● Problem details
Transcribe all the entries word for word, omitting any pictures they contain.

● Task inputs
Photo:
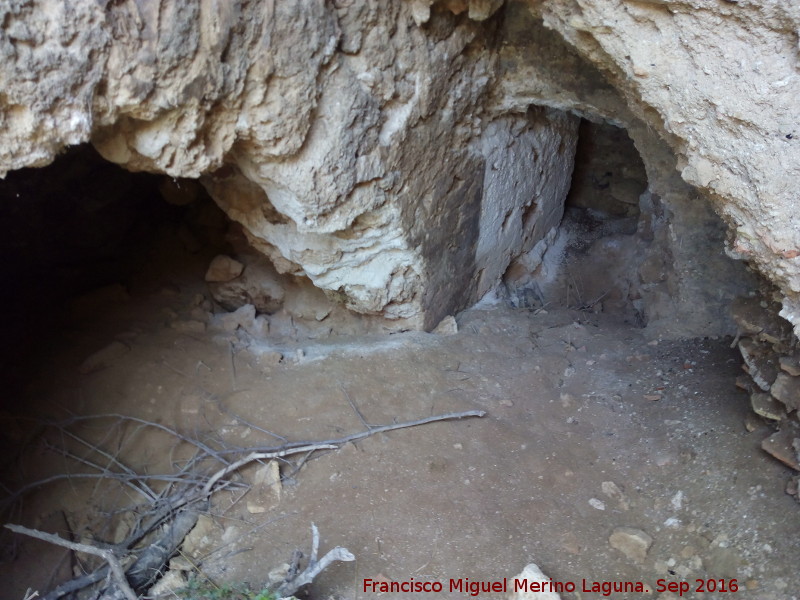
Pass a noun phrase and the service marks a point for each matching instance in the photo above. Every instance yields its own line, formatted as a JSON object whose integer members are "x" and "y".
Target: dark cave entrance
{"x": 83, "y": 235}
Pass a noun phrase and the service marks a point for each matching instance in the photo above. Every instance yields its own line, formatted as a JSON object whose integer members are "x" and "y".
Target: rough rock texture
{"x": 718, "y": 82}
{"x": 400, "y": 154}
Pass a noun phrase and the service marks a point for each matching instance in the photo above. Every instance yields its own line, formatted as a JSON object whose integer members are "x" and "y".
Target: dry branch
{"x": 113, "y": 562}
{"x": 176, "y": 506}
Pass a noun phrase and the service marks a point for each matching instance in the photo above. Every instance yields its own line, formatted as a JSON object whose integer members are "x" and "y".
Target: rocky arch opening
{"x": 86, "y": 239}
{"x": 572, "y": 413}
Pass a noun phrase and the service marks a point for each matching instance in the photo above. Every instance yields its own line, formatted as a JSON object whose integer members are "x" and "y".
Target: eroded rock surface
{"x": 401, "y": 154}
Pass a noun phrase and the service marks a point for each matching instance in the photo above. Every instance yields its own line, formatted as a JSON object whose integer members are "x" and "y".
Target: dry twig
{"x": 113, "y": 562}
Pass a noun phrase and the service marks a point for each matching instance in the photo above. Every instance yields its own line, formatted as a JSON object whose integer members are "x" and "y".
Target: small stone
{"x": 766, "y": 406}
{"x": 104, "y": 358}
{"x": 722, "y": 562}
{"x": 633, "y": 543}
{"x": 446, "y": 326}
{"x": 258, "y": 327}
{"x": 170, "y": 585}
{"x": 598, "y": 504}
{"x": 790, "y": 364}
{"x": 612, "y": 490}
{"x": 242, "y": 317}
{"x": 279, "y": 574}
{"x": 223, "y": 268}
{"x": 779, "y": 445}
{"x": 761, "y": 361}
{"x": 787, "y": 389}
{"x": 267, "y": 489}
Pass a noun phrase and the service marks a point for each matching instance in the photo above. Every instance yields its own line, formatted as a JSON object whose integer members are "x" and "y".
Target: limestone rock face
{"x": 718, "y": 82}
{"x": 402, "y": 153}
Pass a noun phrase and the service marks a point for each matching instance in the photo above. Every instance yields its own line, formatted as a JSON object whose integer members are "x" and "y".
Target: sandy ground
{"x": 589, "y": 427}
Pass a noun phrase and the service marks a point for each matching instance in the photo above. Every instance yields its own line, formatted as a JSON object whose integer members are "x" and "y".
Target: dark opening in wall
{"x": 83, "y": 233}
{"x": 592, "y": 262}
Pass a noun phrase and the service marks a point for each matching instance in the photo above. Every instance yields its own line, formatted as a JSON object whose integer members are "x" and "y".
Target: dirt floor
{"x": 589, "y": 427}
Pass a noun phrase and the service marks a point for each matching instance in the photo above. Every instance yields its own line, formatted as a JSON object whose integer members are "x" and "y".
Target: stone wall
{"x": 402, "y": 153}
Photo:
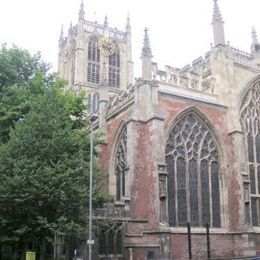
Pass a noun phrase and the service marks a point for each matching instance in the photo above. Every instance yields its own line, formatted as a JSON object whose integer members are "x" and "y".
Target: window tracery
{"x": 114, "y": 69}
{"x": 193, "y": 174}
{"x": 93, "y": 61}
{"x": 250, "y": 118}
{"x": 121, "y": 164}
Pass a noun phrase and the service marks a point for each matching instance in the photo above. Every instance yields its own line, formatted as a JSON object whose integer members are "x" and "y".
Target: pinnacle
{"x": 216, "y": 14}
{"x": 146, "y": 50}
{"x": 81, "y": 11}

● Finished task
Photo:
Pass a noun phrase and the service marks a point for each matching instance in the photo above. Every instance yields its own line, formatted as a JSON object whose integer members are "x" and "y".
Target: dark cave entrance
{"x": 83, "y": 235}
Pass a noun phrase and the service marks a point for each matching instance in the photo above. Every instance yields its own line, formatted as a JSON object whose integer members are "x" and "y".
Target: rough rock texture
{"x": 718, "y": 82}
{"x": 400, "y": 154}
Pass a noun phrase and the service marks a point for each matching instance in the photo above. Every instance yields its own line, formatted as a JSON object whose integer members are "x" and "y".
Target: dry branch
{"x": 113, "y": 562}
{"x": 176, "y": 506}
Pass a noun phrase and the service marks a point for each matching instance in the photo above. Every instance yields its own line, formatted as a JSON object whose integer members are "x" and "y".
Target: rocky arch opening
{"x": 86, "y": 239}
{"x": 572, "y": 413}
Pass a noun phrase and the service marks a point for each matching instance in the photo above. Every instance yields its own line, formatted as a JSON object whose integer members are "x" and "y".
Target: eroded rock surface
{"x": 401, "y": 154}
Pass a noun phrase and the service marks a point for each matching instance in the photo above. Every instance yields its own line, formatted as a JSON object whose integer members are "x" and "y".
Target: dry twig
{"x": 113, "y": 562}
Pass a noun phrase and the service marks a point for each matching instance in the photo above. Every instance yields its own line, formatted as a JSON object whose integer members are "x" and "y".
Target: small stone
{"x": 766, "y": 406}
{"x": 104, "y": 358}
{"x": 722, "y": 562}
{"x": 633, "y": 543}
{"x": 446, "y": 326}
{"x": 258, "y": 327}
{"x": 170, "y": 585}
{"x": 598, "y": 504}
{"x": 790, "y": 364}
{"x": 612, "y": 490}
{"x": 242, "y": 317}
{"x": 279, "y": 574}
{"x": 223, "y": 268}
{"x": 779, "y": 445}
{"x": 761, "y": 361}
{"x": 787, "y": 389}
{"x": 267, "y": 489}
Pass a noun phrase and the service marks a point for each matching instance in the photo above. Every instance yields its own line, formatted as a JSON object whose integer members are "x" and "y".
Target: limestone rock face
{"x": 718, "y": 82}
{"x": 402, "y": 153}
Pass a noun phrase and the service marks a point for each matching instance in the photo above. Every instance yields its own line, formatted as a JSON object whose integer members are "x" and "y".
Target: sandy ground
{"x": 589, "y": 427}
Pass a noun phrase and the service marks a point for each matching instance in the photo above. Every instance yields its own line, formatted as a JSON object whose integer members are "x" and "y".
Target: dark opening in wall
{"x": 83, "y": 233}
{"x": 592, "y": 262}
Pass a noun phrase and the service marks a point for each matching instance in the photo above. Every instance yields its own line, formatted as a JSON object whose integer members are "x" and "y".
Target: dirt floor
{"x": 589, "y": 427}
Pass a noun phrase and the service marks a point for each matching instance in the photo above. Every instance yields its own line, formatted as a JSON object whose integer members are "x" and "y".
Target: stone wall
{"x": 402, "y": 153}
Photo:
Pass a noun phrase and the service marks a point for each matching instance in the photo above. Every instance yields its own line, formatted as a JSON object whose integer members are "x" and "y".
Target: window tracery
{"x": 114, "y": 69}
{"x": 193, "y": 174}
{"x": 93, "y": 61}
{"x": 250, "y": 118}
{"x": 121, "y": 164}
Pass a noun phrase and the service marks a point for each matching instance in the photo above. Every instance yields its own line, formatted as a JSON object whose integer members are "x" and "y".
Target: pinnacle
{"x": 216, "y": 14}
{"x": 146, "y": 50}
{"x": 81, "y": 11}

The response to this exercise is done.